Exactly as they appear, copy the lines of the listing from the one containing "branch in this photo." through the final line, both included, and nothing else.
===
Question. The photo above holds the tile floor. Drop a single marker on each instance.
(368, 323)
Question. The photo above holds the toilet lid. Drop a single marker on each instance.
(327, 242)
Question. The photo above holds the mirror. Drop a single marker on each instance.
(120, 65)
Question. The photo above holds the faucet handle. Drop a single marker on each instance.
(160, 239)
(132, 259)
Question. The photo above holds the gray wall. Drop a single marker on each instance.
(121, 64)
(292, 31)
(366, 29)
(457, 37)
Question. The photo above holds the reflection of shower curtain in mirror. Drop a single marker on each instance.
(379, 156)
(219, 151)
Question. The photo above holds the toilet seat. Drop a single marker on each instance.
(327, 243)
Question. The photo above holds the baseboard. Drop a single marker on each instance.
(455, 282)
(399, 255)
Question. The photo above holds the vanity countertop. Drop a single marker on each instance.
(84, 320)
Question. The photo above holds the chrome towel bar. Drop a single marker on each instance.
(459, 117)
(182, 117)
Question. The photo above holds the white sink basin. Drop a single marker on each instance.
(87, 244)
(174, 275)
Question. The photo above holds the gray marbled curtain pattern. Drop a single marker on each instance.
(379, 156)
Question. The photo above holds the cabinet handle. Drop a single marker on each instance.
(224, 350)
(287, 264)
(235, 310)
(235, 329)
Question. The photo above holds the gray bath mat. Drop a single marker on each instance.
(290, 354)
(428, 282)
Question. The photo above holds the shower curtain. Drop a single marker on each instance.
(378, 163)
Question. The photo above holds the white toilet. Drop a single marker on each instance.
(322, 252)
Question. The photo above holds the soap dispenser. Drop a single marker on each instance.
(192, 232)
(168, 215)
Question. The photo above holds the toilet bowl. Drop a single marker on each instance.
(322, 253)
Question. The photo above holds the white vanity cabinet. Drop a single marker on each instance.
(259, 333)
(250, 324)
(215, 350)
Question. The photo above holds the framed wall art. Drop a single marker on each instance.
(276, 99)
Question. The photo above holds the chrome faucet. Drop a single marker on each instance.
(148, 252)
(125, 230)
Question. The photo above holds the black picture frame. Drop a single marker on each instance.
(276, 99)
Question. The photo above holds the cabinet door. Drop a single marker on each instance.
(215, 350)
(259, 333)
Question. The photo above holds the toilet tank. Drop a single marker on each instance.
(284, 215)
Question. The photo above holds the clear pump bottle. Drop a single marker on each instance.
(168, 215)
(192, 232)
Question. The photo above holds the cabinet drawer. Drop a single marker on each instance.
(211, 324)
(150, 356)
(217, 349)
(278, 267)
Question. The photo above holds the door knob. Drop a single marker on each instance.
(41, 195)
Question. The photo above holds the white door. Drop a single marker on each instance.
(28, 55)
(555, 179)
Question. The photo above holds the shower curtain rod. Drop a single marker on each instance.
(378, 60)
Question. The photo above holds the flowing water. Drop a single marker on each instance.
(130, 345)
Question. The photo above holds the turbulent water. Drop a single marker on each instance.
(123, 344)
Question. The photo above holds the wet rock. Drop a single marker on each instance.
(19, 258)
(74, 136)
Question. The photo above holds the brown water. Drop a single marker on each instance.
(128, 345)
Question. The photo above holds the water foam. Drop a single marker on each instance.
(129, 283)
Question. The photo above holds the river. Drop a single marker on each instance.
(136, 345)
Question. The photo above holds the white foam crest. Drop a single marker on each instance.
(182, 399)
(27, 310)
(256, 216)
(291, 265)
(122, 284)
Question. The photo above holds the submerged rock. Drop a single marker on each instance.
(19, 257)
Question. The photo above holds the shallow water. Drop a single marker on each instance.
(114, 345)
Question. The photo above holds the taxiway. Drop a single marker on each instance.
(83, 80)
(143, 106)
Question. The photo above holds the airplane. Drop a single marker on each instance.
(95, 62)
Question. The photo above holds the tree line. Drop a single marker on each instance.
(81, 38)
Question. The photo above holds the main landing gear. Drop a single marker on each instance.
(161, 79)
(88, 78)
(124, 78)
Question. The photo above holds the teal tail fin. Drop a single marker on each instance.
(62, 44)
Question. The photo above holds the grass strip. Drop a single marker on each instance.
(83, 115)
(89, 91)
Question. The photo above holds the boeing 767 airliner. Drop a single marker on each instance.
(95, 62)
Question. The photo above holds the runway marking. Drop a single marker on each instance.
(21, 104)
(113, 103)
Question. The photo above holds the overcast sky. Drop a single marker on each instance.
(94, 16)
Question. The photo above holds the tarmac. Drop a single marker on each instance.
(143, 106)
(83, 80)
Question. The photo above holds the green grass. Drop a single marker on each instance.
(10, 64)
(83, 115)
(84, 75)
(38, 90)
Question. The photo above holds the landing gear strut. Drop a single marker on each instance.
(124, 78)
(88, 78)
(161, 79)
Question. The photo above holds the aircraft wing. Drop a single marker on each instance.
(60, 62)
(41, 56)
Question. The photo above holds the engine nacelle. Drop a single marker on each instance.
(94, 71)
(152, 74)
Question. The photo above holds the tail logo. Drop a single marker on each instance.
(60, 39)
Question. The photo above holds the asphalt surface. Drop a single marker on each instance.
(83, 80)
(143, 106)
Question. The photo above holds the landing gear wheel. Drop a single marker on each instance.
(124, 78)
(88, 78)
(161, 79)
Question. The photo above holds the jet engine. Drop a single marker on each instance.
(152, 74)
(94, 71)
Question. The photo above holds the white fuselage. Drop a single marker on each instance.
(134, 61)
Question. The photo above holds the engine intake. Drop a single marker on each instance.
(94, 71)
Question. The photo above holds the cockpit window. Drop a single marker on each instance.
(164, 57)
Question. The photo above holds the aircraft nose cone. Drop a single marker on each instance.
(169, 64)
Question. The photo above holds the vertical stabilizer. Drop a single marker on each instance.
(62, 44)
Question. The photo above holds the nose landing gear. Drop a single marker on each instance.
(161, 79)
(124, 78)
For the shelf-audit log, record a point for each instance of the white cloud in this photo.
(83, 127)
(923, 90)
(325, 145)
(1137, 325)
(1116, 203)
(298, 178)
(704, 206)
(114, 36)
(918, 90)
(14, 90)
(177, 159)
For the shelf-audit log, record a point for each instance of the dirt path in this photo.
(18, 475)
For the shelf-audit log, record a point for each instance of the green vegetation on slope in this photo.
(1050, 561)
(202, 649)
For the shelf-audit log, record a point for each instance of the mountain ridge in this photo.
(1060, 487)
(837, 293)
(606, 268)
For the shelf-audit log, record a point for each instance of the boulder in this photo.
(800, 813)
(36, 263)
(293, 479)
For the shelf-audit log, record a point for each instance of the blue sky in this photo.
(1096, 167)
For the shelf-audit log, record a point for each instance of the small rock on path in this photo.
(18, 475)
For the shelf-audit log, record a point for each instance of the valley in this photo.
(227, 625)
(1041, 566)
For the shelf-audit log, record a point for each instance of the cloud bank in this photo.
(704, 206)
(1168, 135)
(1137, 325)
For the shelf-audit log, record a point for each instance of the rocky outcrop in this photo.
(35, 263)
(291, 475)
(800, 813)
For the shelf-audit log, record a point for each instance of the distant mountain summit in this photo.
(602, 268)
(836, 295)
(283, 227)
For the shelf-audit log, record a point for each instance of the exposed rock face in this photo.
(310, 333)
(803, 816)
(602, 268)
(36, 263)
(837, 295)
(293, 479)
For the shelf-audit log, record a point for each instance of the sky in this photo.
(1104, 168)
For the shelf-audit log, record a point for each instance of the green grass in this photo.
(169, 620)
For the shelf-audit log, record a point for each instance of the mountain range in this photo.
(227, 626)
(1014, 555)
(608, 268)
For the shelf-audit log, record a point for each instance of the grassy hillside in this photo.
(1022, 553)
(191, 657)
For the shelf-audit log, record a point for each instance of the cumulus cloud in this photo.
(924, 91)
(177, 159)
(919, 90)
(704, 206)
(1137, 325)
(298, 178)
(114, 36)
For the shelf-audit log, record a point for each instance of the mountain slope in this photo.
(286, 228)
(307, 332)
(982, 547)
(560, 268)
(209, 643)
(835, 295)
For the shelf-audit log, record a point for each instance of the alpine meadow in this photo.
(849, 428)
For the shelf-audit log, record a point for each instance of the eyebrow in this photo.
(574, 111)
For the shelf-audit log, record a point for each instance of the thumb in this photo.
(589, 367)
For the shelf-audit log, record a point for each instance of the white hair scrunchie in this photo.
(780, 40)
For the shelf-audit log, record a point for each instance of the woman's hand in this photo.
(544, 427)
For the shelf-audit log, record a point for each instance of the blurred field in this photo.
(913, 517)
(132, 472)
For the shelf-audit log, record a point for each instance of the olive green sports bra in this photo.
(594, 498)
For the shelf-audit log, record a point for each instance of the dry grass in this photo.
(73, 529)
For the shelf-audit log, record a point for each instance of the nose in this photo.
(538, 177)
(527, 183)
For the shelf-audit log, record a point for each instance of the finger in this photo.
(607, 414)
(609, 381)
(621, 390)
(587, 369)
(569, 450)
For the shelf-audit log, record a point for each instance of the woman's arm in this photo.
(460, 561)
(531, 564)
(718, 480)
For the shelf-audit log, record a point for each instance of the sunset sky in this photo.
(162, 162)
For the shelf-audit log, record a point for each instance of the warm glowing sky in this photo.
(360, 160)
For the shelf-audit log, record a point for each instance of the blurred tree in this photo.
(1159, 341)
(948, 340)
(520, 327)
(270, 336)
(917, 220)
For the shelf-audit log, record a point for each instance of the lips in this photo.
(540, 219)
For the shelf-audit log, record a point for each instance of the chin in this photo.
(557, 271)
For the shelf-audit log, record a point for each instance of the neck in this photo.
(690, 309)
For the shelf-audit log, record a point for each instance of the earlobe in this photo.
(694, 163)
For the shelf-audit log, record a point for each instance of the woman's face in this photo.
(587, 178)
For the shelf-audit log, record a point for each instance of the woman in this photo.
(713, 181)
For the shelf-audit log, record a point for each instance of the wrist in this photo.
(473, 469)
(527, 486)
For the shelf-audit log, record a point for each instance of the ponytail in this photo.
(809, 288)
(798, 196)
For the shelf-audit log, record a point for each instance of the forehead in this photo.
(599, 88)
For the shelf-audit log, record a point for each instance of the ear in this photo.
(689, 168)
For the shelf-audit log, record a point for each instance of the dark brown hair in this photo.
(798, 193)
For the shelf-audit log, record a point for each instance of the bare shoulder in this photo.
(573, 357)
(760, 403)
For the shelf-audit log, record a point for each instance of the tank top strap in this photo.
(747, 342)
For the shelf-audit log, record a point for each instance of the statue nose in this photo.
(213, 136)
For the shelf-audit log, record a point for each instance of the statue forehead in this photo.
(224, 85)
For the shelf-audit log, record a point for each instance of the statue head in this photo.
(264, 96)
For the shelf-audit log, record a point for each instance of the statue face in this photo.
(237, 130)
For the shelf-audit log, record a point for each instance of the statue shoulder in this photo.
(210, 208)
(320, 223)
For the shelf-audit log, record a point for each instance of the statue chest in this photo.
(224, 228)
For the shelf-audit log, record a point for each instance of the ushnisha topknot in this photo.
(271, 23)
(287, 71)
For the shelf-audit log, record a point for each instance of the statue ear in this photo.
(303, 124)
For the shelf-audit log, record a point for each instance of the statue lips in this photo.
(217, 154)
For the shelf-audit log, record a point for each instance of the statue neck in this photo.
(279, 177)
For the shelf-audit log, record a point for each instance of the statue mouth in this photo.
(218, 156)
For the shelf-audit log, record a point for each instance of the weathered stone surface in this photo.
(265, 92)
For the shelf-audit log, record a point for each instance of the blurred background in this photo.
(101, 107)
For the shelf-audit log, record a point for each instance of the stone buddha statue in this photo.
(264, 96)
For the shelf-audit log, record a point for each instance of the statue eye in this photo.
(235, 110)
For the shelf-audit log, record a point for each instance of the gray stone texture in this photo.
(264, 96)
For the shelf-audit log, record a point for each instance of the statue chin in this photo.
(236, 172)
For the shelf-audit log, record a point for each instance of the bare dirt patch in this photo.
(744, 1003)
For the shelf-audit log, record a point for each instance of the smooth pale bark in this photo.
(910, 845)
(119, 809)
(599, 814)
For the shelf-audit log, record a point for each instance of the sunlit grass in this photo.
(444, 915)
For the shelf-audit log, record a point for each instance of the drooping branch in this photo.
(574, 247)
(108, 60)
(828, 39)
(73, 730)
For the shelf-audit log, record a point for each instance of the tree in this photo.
===
### EXERCISE SOLUTION
For the shelf-audit log, record a point for each instance of the drooping branch in this photo.
(574, 247)
(108, 60)
(828, 39)
(73, 730)
For the shelf-audit log, record a point for each instance of the tree in this photo.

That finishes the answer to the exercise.